### WORK ORDER
Repeat the passage from the text on AI research projects, starting at "AI-powered smart devices and" and ending at "the progression prediction.".

Our team focuses on advancing text-to-video editing and text-to-4D generation technologies to enable more dynamic and immersive content creation. Our core projects explore how to achieve more precise text-to-video editing and stronger consistency in 3D/4D scene generation models.
Our team aims to identify and quantify potential safety issues in large language models such as inconsistency and privacy leakage, which will be mitigated by developing novel AI techniques to finetune standard large language models.
AI research is both theoretical and computational. It is important to have a deep understanding of different AI models’ error bounds and associated factors. One of our recent studies is to analyze the impact of data distribution on fairness guarantees in equitable deep learning.
AI-powered smart devices and robotics for low vision
AI-powered smart devices such as smart glasses and robotics have emerged as a promising way to assist people with low vision. We are developing multimodal AI models that are optimized for visually impaired individuals, which will be used with smart glasses and robotics.
Our team is dedicated to developing equitable AI models for disease screening with a special focus on ocular diseases. Recently, we have developed a fair identity normalization technique to improve model performance equity.
Our team is dedicated to developing AI-based data cleaning technologies, aiming to provide cleaner data and enhance diagnostic outcomes for eye diseases.
Our team aim to better characterize the functional loss from ocular diseases with the goals of developing novel diagnostic methods and improving the progression prediction.
Our team aims to design a deep learning model to quantify the retinal layer importance and regional importance of each retinal layer in predicting various ocular and systematic diseases.

### DATASET CONTENT
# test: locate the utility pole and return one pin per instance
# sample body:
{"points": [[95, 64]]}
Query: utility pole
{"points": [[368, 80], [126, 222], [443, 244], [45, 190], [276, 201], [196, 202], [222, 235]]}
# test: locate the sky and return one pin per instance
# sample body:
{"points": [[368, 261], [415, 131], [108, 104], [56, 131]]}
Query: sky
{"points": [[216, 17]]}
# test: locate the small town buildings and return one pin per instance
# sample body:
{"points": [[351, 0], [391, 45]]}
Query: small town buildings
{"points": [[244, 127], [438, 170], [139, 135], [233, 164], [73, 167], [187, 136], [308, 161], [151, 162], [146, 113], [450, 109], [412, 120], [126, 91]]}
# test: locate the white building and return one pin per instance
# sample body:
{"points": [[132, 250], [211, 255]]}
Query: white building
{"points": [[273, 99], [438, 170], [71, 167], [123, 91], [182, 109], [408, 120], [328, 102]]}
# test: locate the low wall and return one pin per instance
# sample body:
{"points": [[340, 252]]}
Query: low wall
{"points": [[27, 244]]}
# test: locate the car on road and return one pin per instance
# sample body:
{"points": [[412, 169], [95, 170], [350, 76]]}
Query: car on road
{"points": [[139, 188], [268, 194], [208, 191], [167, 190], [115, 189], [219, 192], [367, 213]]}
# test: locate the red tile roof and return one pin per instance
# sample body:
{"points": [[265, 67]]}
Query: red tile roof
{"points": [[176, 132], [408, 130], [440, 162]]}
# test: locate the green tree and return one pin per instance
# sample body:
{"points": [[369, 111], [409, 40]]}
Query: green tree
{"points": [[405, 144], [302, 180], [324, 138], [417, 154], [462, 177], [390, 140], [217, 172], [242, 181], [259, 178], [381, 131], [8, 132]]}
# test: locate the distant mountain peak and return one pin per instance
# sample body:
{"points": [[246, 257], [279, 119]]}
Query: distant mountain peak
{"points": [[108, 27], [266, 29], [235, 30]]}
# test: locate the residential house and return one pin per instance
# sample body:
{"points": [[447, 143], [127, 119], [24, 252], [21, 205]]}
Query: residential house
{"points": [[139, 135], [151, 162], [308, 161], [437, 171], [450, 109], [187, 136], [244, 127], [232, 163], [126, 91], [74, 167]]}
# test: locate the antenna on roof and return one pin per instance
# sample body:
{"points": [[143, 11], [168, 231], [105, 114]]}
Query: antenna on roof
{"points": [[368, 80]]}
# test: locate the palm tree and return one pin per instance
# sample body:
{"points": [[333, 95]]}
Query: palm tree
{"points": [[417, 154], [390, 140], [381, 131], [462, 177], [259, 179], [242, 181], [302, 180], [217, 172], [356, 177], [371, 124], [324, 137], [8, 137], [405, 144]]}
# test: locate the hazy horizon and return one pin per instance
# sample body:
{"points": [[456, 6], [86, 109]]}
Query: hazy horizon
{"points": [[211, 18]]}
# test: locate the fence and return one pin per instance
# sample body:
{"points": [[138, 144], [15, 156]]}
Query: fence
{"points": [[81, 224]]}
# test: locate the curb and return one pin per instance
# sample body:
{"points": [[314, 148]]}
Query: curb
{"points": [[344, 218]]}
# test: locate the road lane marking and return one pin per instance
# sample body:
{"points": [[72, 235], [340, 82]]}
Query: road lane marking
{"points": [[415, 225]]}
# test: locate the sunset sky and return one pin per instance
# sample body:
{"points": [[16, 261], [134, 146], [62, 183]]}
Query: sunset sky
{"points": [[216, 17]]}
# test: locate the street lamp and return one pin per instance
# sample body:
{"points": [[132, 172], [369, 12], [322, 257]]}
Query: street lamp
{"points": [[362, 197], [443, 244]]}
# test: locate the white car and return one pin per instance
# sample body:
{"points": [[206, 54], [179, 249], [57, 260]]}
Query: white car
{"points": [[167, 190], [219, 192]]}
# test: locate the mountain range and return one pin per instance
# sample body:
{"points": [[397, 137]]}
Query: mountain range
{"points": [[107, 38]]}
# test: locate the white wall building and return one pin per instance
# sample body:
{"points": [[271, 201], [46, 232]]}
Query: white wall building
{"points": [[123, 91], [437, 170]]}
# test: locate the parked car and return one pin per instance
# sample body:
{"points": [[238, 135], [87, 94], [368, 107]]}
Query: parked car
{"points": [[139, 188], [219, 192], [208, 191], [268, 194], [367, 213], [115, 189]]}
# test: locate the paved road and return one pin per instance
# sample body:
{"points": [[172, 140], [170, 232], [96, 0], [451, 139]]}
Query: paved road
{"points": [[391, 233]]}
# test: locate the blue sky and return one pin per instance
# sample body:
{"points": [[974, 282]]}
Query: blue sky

### SOLUTION
AI-powered smart devices and robotics for low vision
AI-powered smart devices such as smart glasses and robotics have emerged as a promising way to assist people with low vision. We are developing multimodal AI models that are optimized for visually impaired individuals, which will be used with smart glasses and robotics.
Our team is dedicated to developing equitable AI models for disease screening with a special focus on ocular diseases. Recently, we have developed a fair identity normalization technique to improve model performance equity.
Our team is dedicated to developing AI-based data cleaning technologies, aiming to provide cleaner data and enhance diagnostic outcomes for eye diseases.
Our team aim to better characterize the functional loss from ocular diseases with the goals of developing novel diagnostic methods and improving the progression prediction.